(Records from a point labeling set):
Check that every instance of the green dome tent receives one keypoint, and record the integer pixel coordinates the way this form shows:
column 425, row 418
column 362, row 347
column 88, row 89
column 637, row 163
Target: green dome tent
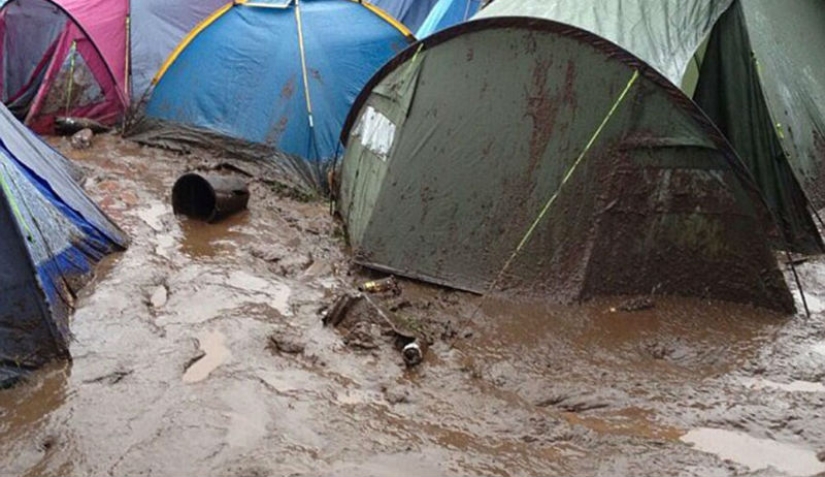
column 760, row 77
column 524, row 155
...
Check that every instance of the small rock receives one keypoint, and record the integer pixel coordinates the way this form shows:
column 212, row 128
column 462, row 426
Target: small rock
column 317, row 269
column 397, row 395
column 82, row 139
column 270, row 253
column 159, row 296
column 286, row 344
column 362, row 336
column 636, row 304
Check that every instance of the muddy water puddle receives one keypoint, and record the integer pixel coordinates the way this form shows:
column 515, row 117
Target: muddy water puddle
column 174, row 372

(Task details):
Can you give the lines from the one containing "Check that every instance of the green" up to and including the one containing "column 524, row 155" as a Markdown table with the columns Number and Text, skipping blank lines and leaving the pictures out?

(Written solution):
| Number | Text |
|---|---|
| 1 | Check that every instance of the green dome tent receives one keypoint, and record the integer pixel coordinates the way this form shows: |
| 2 | column 425, row 418 |
| 3 | column 362, row 347 |
| 4 | column 88, row 89 |
| 5 | column 637, row 163 |
| 6 | Target: green dome tent |
| 7 | column 760, row 77 |
| 8 | column 524, row 155 |